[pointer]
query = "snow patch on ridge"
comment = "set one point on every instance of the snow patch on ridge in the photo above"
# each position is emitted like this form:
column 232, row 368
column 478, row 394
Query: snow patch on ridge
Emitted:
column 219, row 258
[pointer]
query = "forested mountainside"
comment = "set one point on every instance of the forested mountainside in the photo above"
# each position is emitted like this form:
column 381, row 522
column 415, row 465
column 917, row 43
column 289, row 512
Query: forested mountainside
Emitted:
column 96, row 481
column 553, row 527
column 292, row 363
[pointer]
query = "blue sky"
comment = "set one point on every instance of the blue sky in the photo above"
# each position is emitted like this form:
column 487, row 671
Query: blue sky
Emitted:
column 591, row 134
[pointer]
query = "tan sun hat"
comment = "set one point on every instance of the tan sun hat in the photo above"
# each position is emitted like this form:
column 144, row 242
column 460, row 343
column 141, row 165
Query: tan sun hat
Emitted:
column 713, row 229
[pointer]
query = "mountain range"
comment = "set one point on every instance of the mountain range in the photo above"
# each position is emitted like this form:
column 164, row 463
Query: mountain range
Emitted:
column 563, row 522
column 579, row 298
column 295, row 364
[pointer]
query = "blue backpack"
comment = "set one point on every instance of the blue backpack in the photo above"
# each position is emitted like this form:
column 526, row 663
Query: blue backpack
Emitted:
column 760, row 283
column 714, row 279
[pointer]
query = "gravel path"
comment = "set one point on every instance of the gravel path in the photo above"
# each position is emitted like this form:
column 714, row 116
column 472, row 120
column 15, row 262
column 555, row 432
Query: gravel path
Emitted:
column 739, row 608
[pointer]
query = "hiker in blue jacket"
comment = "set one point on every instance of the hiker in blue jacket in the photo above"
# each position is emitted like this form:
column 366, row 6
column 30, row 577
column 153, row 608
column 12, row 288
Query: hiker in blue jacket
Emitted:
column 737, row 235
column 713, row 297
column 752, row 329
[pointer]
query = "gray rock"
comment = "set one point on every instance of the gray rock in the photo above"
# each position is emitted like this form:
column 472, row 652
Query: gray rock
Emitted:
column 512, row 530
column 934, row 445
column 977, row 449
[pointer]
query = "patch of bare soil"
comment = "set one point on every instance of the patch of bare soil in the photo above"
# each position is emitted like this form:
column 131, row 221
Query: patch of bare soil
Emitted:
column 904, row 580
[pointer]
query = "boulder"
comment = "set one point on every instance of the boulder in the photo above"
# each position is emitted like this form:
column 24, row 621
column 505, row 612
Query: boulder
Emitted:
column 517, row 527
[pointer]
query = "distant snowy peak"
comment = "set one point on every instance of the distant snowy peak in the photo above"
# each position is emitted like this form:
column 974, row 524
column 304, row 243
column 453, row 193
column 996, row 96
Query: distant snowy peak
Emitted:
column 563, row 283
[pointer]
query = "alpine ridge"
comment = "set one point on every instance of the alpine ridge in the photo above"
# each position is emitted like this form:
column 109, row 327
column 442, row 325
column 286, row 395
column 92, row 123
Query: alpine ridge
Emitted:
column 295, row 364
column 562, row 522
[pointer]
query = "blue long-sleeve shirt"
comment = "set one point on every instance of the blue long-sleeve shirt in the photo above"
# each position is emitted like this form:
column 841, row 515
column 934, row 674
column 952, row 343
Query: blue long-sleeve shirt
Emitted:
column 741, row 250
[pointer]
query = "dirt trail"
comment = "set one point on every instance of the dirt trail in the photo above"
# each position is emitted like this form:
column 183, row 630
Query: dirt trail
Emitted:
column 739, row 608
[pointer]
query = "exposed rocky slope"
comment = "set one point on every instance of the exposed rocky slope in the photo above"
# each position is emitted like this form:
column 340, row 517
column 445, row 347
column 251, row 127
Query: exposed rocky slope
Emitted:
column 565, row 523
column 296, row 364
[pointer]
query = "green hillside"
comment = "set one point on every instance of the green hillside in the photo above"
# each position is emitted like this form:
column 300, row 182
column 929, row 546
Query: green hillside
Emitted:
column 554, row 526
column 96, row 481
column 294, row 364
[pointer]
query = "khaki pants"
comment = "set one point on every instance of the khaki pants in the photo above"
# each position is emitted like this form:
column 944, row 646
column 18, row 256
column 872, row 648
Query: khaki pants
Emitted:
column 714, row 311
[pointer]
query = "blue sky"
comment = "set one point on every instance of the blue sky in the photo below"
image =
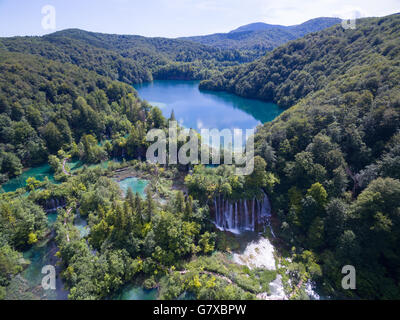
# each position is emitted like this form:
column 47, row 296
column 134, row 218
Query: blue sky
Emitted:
column 174, row 18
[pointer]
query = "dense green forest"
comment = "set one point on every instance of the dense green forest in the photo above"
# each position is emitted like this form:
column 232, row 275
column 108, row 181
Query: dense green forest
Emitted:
column 131, row 59
column 336, row 151
column 329, row 163
column 258, row 38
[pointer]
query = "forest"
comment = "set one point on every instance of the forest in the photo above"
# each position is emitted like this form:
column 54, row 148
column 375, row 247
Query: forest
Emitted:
column 329, row 163
column 258, row 38
column 336, row 150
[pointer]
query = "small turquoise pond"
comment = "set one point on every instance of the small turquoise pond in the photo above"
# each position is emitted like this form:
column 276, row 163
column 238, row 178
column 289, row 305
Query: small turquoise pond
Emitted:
column 39, row 173
column 137, row 186
column 136, row 293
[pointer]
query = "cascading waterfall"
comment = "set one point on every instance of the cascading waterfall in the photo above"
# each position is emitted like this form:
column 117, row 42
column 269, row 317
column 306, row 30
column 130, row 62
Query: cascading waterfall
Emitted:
column 54, row 204
column 234, row 216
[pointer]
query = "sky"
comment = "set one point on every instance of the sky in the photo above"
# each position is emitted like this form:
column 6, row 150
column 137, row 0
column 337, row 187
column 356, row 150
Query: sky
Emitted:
column 173, row 18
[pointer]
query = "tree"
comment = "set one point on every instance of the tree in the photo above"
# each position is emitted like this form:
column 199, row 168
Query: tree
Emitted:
column 53, row 137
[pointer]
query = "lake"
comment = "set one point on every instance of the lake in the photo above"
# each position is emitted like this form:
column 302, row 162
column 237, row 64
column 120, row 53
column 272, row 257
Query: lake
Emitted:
column 206, row 109
column 40, row 173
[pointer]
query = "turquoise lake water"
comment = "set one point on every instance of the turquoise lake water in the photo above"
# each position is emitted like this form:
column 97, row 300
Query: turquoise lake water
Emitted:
column 136, row 293
column 205, row 109
column 137, row 186
column 40, row 173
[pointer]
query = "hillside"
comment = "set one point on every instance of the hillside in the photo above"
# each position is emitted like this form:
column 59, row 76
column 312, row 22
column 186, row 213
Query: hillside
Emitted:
column 336, row 150
column 131, row 59
column 258, row 38
column 46, row 106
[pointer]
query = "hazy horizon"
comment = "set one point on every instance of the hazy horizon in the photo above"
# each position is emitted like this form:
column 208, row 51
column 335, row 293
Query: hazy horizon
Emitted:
column 175, row 18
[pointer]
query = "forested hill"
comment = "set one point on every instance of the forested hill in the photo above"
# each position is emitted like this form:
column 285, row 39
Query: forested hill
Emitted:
column 46, row 106
column 131, row 59
column 336, row 152
column 259, row 38
column 306, row 65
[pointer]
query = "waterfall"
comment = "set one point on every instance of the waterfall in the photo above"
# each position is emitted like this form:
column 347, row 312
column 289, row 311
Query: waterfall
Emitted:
column 235, row 216
column 53, row 204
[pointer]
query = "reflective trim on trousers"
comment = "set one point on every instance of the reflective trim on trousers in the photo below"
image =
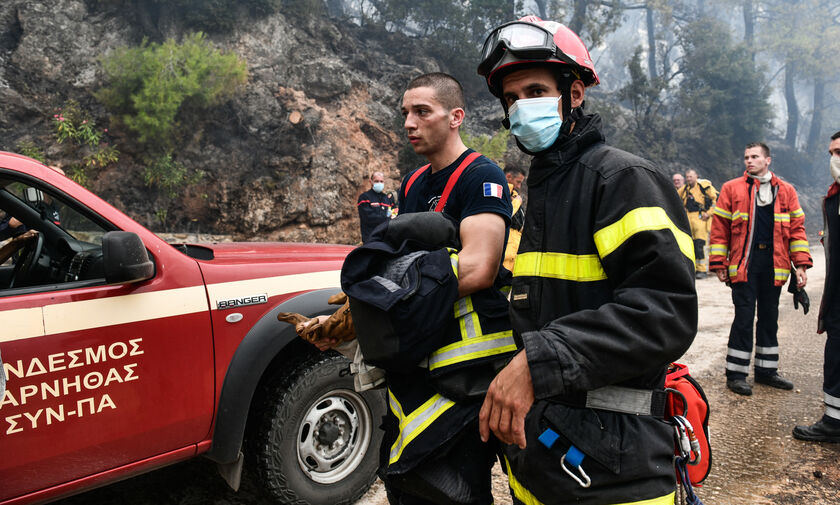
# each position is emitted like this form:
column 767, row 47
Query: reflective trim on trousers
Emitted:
column 767, row 363
column 412, row 426
column 473, row 348
column 737, row 368
column 527, row 498
column 735, row 353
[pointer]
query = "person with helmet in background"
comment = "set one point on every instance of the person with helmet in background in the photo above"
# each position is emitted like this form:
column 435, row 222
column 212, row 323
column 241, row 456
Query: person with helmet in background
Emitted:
column 603, row 294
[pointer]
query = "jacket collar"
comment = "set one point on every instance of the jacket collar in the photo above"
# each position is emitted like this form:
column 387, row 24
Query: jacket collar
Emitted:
column 567, row 148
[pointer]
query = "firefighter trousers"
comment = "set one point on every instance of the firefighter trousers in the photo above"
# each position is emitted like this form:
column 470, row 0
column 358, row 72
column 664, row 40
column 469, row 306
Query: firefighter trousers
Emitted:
column 458, row 473
column 759, row 290
column 831, row 376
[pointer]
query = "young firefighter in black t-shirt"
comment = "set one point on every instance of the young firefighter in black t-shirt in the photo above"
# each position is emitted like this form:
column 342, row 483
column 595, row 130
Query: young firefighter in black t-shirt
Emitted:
column 433, row 108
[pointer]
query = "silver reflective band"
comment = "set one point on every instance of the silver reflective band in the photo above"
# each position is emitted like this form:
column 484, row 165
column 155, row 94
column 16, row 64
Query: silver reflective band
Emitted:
column 737, row 368
column 620, row 399
column 735, row 353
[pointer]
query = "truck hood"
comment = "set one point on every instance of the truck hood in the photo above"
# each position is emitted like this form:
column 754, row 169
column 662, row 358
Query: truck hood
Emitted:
column 263, row 252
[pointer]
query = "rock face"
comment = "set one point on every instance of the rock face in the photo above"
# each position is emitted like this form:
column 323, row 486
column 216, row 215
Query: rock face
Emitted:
column 283, row 160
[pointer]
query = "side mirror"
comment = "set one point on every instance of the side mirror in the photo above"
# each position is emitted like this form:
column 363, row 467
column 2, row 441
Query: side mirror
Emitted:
column 125, row 258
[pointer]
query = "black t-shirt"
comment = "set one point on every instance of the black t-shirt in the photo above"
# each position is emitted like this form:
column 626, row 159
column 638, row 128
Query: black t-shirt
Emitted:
column 482, row 187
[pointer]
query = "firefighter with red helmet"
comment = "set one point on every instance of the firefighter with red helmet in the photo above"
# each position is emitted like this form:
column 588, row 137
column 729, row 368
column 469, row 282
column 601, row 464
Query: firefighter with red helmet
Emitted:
column 603, row 296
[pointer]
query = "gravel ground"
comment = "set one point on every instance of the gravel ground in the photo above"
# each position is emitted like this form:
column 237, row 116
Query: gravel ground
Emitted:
column 756, row 460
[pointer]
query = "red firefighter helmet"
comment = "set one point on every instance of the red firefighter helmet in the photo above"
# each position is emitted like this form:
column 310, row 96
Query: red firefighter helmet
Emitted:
column 529, row 41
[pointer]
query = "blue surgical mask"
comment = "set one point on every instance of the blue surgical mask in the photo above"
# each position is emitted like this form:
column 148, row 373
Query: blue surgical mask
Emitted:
column 535, row 122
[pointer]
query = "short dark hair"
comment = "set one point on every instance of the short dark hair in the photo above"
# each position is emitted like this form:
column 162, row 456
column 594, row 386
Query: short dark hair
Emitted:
column 762, row 145
column 448, row 90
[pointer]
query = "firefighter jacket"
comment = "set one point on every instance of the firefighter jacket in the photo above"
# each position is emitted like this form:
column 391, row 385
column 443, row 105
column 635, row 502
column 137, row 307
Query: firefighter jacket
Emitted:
column 699, row 199
column 434, row 398
column 829, row 315
column 733, row 223
column 603, row 295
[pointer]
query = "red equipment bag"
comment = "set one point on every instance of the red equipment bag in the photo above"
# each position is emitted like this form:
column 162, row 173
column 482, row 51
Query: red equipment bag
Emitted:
column 688, row 400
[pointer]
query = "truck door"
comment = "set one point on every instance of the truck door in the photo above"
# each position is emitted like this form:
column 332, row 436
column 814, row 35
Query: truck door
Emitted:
column 98, row 376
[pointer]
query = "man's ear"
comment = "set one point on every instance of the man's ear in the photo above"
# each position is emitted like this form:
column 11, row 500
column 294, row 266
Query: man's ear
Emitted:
column 577, row 90
column 456, row 117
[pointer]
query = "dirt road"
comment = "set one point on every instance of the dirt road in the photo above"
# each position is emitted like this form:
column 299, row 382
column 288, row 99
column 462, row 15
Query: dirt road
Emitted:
column 756, row 460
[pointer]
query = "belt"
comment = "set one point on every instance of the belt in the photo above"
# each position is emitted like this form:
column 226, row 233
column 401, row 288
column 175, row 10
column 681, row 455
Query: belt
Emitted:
column 640, row 402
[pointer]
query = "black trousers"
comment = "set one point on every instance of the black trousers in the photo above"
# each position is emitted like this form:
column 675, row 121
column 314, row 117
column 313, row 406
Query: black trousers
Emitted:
column 459, row 473
column 758, row 291
column 831, row 375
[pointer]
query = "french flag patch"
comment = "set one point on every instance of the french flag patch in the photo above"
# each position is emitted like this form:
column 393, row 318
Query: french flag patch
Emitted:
column 493, row 189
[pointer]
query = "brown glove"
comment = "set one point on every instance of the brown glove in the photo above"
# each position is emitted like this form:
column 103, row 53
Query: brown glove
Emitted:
column 338, row 327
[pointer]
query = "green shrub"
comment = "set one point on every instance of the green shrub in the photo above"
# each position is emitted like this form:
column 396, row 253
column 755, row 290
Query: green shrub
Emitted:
column 153, row 86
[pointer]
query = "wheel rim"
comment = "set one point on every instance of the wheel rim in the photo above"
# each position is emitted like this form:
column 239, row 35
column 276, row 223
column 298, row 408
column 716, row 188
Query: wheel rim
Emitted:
────────
**What you need to do**
Copy everything from the start of the records down to the line with "column 219, row 258", changing "snow patch" to "snowfield" and leaving all else as it is.

**Solution to this task**
[pointer]
query = "snowfield on ridge"
comment = "set one point on every instance of the snowfield on ridge in the photo above"
# each position is emitted like this form:
column 232, row 368
column 478, row 394
Query: snowfield on ridge
Emitted:
column 219, row 258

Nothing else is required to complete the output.